- Quoted passage
[Start of Attachment]
When considering colic surgery for a foal or an adult horse, a number of factors come into play, most notably cost of surgery, prognosis for survival and recovery, distance to the surgical facility, and whether the horse is insured. It is helpful for horse owners to make a decision to pursue surgery based on the likelihood of a favorable outcome.
At the 2022 American Association of Equine Practitioners Convention held Nov. 18-22 in San Antonio, Texas, Sara Erwin, BS, a DVM/PhD student at North Carolina State University, in Raleigh, discussed survival rates of horses experiencing strangulating small intestine (SI) lesions. In the retrospective study, she compared survival rates of foals to adult horses in surgical cases between 2000 and 2020 at multiple referral hospitals across the United States.
Specifically, Erwin compared outcomes for foals younger than six months of age to outcomes for adult horses ages 2 to 20. More than half the foals in the study experienced a volvulus (twist) of the small intestines, and most were younger than two months of age. Of the adults, commonly-occurring volvulus peaked at ages 6 to 9, and strangulating lipomas commonly occurred at ages 17 to 20.
[End of Attachment]
- Work instruction 1
According to the passage on colic surgery, at what ages did volvulus peak among the adult horses?
- Work instruction 2
Pick up the passage on colic surgery after its last sentence and continue it.
The lines that come next are separate material and are not part of the passage on colic surgery.

Saved entries:
[Start of Attachment]
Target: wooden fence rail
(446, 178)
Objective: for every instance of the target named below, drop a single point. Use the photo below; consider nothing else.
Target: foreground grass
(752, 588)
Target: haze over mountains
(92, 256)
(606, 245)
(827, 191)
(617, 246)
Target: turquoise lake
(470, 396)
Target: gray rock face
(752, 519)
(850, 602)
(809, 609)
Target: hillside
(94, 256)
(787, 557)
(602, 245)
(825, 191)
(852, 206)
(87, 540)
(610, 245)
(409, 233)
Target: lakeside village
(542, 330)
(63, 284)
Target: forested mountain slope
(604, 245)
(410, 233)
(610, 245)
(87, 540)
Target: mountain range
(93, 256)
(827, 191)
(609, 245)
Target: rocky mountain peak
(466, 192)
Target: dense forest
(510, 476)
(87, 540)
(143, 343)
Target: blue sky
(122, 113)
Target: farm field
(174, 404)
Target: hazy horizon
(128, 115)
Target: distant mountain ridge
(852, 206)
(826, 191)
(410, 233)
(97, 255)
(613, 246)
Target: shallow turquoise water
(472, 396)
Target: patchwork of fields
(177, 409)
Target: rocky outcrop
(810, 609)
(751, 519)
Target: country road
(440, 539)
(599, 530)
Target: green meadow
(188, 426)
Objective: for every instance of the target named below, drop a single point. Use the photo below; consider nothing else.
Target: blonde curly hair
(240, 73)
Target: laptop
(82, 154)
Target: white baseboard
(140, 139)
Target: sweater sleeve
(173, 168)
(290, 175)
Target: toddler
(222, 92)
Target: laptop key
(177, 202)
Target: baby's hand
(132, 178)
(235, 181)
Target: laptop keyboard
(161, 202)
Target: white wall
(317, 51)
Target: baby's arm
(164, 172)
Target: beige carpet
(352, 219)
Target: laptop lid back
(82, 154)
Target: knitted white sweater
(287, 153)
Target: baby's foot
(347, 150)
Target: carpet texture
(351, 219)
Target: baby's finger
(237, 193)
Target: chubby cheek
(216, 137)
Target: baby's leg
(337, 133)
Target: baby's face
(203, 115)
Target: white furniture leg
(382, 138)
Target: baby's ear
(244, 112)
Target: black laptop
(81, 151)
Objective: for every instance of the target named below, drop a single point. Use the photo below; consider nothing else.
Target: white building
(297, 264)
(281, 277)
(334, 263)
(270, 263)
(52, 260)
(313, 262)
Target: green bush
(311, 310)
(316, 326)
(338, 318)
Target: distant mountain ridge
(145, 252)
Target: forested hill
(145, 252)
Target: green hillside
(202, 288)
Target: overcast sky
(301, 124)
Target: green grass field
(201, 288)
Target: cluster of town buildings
[End of Attachment]
- Your response 1
Ages 6 to 9.

- Your response 2
The study results indicate that neither age, breed, nor gender affect survival. Resection (cutting away portions of the intestines) did not affect survival in either age group. Horses were not more or less likely to recover from a particular lesion type. All age groups had similar incidences of intra-operative resection or euthanasia.
Short-term survival following surgical correction of SI strangulation was similar in both age groups: 24/25 foals and 66/75 adults. Many of the horses were lost to follow-up one month post-operatively, but 12/13 adults and 4/5 foals were doing well at that time point.